Stated exercise: Reproduce the records below word for word, every line of them, and leave out the pictures.

Listing:
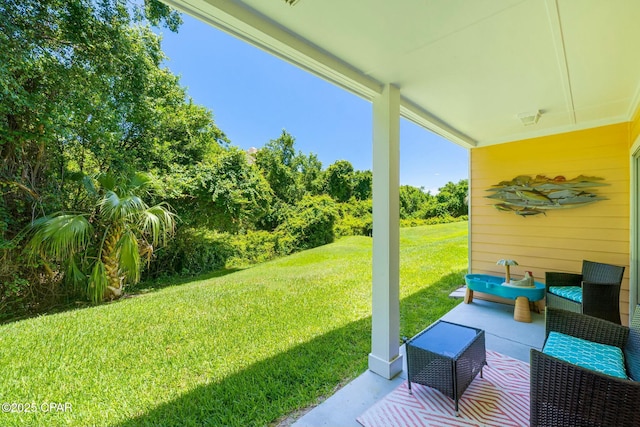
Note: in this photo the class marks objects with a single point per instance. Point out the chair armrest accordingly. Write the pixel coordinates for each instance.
(586, 327)
(553, 278)
(563, 394)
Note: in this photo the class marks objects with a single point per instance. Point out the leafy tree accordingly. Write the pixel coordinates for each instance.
(311, 173)
(412, 201)
(79, 83)
(363, 185)
(102, 249)
(278, 162)
(454, 197)
(224, 192)
(339, 180)
(309, 224)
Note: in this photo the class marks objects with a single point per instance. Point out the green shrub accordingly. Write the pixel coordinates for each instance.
(309, 224)
(355, 218)
(192, 251)
(254, 247)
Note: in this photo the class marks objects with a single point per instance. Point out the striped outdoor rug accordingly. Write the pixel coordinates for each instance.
(500, 399)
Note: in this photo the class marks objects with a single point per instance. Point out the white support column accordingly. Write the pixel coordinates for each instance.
(384, 358)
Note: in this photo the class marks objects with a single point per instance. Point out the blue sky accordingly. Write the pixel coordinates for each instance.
(254, 95)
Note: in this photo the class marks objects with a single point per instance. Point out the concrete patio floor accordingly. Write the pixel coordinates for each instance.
(502, 334)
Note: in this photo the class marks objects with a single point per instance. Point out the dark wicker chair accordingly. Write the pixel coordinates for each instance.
(600, 290)
(566, 395)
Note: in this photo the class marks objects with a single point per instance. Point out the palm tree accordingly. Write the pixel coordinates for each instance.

Exercise response:
Note: in this photo the class marks objects with a single point per instance. Point out the chair armrest accordingly. Write the pixel coordinates for each instance.
(586, 327)
(553, 278)
(563, 394)
Note: in this photo the class marks objects with a single point per instance. Point out the leafy tree accordingly. Write the pixel coordinates for each instance.
(311, 173)
(412, 201)
(79, 83)
(363, 185)
(102, 249)
(278, 162)
(454, 197)
(224, 192)
(339, 180)
(309, 224)
Note: in this photo the class marks objects with a single point per instance. Point out the green shrub accordingly. Write the pixel coordinates for each instance.
(309, 224)
(355, 218)
(192, 251)
(254, 247)
Note: in this photo the class marks objects with a single point per instance. Point out the striped outdoor rug accordingly. Write the pixel coordinates for each instance.
(500, 399)
Note: in this photo the class marks objects with a single point per instance. Point out the white support column accordingly. Write the pixel coordinates for each instance.
(384, 358)
Note: in this photo the class marks objects with a single point per instance. Point out the blue sky accordingly. Write the pixel coordinates for each instance.
(254, 95)
Note: in this photo the class marks objects with a single point per instance. Point out the concrete patio floor accordingly. Write the pixel coordinates for each instance.
(502, 334)
Note: in this photo the class marks objects with a single point per instance. Point out the dark wicker chair accordingly. Write the pixel coordinates for each instance.
(600, 290)
(566, 395)
Note: in this photo the class marks objects with a single point per instance. Point out the palm tree accordingly. Write the pixel coordinates for each instance.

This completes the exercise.